### READING TEXT

Yesterday Kate and I were walking Maggie in the morning before our interview and as we were walking up from the beach we were talking about how great it would be to have tons of land and have a huge garden one day. Then she asked me if I had seen that info graphic that has been floating around Facebook that shows an areal shot of typical American backyard homes (full of concreted and pools) compared to those in Switzerland (filled with green plants and food forests).

If you’re interested in some of our shows about gardening feel free to click here.

The intent of the picture it seems is to have people realize that we could all be growing our own organic fresh fruits and vegetables (and herbs) for ourselves (and each other) instead of having backyards full of concrete, and pools filled with chlorinated water.

Isn’t it interesting life here in America? Everybody seems to live next to neighbors but not even know them. People come home from work drive right into their garages and it closes before they even get out of the car.

When people come home from work, they might stay inside the house until they go to sleep. The next day they get up, go to work and do it all over again. People might go a full week and never really walk around their neighborhood or even see their neighbors because they’re all doing the same thing.

How sad…

Imagine a neighborhood that was a little bit more agrarian. I don’t mean run down and crime ridden if that’s the picture you have in your head, but there was more community. Neighbors knew each other. Imagine a neighborhood where houses actually were spread out and had a little bit of land and there were less fences separating one property from another.

Imagine if everybody in that neighborhood felt a duty to grow food for the other neighbors. We often get stuck into a mindset of growing a garden for our own family or household. So if Fall or Winter came and we decided to be lazy and let the garden go, that’s no big deal right? We’re the only ones benefiting from it so what does it matter?

Well if you lived a more communal life you couldn’t do that because you had a responsibility to your neighbors to grow food for them.

Let’s say you were responsible for apples. You’d only have to have a few apple trees instead of a huge garden with tons of different edible plants. One neighbor could be in charge of eggs, another for raw milk if they had cows or goats. Everybody could be responsible for just one type of food.

It would be less of a burden on each neighbor to only have to be responsible for one food item instead of having the entire food production system on their own property.

### GIVEN INFORMATION
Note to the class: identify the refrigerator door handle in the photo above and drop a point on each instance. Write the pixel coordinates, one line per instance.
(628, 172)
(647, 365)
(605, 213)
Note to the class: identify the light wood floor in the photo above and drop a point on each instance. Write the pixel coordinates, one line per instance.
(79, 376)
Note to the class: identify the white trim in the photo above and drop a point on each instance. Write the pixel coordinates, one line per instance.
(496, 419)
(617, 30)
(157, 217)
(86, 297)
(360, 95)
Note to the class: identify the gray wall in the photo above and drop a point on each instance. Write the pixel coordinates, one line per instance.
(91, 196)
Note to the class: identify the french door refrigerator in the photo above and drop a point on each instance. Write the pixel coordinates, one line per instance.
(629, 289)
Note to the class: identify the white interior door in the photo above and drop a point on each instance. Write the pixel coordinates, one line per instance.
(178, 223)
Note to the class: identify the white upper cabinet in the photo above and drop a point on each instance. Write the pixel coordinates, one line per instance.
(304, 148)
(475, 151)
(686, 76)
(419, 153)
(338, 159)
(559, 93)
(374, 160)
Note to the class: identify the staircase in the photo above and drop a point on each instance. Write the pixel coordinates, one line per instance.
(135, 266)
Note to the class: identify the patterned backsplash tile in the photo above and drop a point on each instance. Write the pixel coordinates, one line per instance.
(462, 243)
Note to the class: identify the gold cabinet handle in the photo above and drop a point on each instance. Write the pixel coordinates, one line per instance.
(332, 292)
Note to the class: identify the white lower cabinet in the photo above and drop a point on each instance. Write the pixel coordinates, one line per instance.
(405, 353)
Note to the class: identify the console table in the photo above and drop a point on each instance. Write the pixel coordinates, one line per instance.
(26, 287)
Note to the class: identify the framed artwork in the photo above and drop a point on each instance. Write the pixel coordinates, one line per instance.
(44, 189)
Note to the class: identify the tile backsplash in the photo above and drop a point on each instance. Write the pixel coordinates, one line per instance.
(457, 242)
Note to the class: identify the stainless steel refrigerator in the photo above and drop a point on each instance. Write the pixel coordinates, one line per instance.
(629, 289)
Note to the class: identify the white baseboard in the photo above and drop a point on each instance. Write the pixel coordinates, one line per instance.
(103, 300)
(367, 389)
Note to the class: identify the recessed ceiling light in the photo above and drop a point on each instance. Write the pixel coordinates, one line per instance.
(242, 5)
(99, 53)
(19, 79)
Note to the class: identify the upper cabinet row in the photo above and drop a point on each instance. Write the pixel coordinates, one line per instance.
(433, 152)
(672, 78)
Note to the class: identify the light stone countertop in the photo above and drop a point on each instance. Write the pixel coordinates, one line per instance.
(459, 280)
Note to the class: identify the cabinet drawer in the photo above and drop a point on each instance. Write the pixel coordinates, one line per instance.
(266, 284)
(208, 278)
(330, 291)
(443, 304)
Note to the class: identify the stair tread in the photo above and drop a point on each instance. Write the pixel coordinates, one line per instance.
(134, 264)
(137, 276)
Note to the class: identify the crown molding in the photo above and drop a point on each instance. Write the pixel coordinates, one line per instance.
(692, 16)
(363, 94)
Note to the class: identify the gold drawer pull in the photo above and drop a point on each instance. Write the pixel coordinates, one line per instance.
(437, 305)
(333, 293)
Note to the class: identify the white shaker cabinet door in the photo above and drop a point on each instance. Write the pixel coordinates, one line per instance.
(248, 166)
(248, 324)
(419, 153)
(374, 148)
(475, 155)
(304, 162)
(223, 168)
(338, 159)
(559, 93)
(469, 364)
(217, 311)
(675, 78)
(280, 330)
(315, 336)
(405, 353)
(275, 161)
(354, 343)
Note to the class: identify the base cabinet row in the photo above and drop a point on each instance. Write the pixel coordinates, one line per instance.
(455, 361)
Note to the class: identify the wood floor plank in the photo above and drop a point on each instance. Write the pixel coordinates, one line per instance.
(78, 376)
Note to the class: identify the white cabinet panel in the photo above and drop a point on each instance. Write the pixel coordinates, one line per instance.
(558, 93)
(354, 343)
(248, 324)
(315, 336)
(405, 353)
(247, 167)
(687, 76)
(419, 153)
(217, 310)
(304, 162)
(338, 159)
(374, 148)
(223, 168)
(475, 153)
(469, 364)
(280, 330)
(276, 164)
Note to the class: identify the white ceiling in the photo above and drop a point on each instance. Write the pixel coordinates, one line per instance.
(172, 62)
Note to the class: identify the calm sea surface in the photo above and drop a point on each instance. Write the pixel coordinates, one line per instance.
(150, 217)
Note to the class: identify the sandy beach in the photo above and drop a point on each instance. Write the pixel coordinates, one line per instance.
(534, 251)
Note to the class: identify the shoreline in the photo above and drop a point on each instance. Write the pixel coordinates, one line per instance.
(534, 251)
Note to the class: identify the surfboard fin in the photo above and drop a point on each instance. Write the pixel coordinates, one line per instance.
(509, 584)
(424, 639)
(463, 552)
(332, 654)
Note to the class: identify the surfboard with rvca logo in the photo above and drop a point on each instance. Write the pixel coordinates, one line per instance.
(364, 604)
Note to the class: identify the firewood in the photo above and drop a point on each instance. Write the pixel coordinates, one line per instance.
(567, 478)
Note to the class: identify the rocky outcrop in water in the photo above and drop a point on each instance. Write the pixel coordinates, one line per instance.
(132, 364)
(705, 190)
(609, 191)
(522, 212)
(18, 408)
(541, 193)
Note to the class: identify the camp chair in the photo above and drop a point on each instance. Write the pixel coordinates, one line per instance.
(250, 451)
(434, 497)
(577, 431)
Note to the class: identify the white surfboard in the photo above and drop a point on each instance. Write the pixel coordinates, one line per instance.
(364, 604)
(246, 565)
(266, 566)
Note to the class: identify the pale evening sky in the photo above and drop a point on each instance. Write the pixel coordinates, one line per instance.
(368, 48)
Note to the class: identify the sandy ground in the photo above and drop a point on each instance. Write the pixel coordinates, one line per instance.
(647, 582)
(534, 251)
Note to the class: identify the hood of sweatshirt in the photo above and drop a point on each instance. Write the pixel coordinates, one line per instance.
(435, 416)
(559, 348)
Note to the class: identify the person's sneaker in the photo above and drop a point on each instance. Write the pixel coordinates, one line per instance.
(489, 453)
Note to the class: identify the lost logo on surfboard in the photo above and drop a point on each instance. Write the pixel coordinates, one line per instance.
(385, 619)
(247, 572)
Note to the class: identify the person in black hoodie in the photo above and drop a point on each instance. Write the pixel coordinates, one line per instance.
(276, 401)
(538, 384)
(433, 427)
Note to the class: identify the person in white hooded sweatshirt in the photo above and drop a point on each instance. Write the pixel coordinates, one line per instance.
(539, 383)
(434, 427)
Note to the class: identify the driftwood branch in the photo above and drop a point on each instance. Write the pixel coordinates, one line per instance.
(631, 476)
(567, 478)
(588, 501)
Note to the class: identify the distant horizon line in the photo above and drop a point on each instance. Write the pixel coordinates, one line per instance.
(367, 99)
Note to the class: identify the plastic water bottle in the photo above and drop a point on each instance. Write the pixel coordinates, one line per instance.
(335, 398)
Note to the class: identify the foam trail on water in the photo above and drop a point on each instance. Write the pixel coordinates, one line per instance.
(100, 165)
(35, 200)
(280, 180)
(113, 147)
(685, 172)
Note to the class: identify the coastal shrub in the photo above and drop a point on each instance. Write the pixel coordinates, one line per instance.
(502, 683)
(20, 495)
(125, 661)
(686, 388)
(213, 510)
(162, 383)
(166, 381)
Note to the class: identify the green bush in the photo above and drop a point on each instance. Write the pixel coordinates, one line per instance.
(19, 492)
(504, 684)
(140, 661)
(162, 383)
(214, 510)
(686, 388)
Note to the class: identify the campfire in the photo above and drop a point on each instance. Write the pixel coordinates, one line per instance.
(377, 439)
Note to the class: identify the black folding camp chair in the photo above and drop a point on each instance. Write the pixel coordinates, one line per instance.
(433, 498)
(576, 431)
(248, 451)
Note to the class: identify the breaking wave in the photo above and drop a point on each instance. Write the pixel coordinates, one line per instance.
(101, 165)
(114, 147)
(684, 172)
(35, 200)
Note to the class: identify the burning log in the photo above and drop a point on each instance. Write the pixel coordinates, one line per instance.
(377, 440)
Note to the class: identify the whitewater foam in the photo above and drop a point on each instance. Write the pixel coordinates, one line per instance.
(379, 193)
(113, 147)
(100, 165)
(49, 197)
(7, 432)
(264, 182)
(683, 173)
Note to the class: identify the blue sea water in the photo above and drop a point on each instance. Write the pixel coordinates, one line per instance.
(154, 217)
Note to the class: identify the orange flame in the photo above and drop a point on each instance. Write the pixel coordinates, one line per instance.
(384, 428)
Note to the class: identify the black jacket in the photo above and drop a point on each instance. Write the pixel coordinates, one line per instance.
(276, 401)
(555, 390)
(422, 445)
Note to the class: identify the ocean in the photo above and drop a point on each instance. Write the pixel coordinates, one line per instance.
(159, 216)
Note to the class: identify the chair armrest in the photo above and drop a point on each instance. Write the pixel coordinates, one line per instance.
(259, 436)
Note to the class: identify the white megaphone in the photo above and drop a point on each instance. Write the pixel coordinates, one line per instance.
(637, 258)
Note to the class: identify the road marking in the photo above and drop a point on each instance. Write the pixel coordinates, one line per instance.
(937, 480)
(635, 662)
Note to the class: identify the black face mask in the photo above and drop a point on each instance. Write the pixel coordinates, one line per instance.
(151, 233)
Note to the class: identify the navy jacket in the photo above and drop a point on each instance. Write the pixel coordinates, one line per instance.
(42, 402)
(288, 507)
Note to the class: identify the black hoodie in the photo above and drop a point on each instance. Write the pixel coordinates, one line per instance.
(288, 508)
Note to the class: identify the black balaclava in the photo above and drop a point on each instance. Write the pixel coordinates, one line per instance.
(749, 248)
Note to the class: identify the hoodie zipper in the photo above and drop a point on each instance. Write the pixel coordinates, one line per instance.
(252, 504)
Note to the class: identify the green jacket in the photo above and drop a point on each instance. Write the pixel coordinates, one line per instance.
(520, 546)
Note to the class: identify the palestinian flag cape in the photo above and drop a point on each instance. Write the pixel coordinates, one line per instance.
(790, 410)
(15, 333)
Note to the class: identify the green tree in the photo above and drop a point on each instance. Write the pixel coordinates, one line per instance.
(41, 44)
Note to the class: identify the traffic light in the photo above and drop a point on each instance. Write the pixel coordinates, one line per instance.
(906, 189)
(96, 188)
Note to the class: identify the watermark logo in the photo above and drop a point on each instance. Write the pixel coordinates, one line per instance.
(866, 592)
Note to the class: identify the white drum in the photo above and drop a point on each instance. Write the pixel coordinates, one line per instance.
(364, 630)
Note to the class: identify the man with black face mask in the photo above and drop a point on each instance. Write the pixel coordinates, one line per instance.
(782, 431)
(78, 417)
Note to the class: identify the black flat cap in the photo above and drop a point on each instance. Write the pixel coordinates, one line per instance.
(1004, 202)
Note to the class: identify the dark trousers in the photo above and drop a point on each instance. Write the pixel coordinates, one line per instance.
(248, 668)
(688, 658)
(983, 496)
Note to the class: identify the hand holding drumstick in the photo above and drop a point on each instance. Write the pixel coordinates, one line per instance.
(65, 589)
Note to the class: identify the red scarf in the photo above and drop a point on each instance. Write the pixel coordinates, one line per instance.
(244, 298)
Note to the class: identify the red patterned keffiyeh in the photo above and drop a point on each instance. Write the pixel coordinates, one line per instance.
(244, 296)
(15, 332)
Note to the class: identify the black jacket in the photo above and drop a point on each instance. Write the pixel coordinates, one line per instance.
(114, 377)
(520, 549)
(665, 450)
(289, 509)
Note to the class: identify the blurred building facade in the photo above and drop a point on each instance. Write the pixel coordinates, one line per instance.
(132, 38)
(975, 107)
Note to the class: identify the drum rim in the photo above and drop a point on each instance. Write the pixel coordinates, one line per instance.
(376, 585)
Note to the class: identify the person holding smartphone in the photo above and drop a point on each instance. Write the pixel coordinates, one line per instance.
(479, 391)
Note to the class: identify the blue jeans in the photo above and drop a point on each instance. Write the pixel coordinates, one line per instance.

### WHAT THE EXERCISE ASKS
Carry on the piece about neighbors growing food for one another, starting after its last sentence. Nothing in the material is needed here.

### THE RESPONSE
I love the idea of going into this as a group.

Not only is this a good idea for food on a daily basis but it’s also an amazing thing in case disaster strikes. All the people in the neighborhood could rely on each other and barter for emergency preparedness items in times of need. Personally I suggest getting something like a Seed Can to have on hand in case of emergency and if your neighbors all had one too, imagine the abundance you would all be living in, should a disaster strikes?

Maybe all of us living in tightly woven sections is part of some kind of population control. Who knows.

But what if you made flyers online and put them in all the mailboxes in your neighborhood letting them know of a meeting coming up that you could organize in your home or local multi-purpose room?

And during that presentation you could ascertain a general level of interest, start an email list and build a physical community around people that would be interested in doing this.

What a great idea right?

It’s something to think about most definitely. Kate and I are going to consider how we might do this in our own neighborhood. It would be an excellent way to get to know your neighbors and let everybody know who they can rely on in case disaster strikes.

The other benefit is that instead of using gas and driving to a grocery store and giving them your money for fruits and vegetables, you can walk down the street and trade your garlic and onions for their apples and oranges.

How cool is that?

If this idea strikes a chord within you, consider making some flyers online and learning how to grow some food and organize 10 or 15 households in your neighborhood to begin such a project! You might be able to organize something on meetup.com.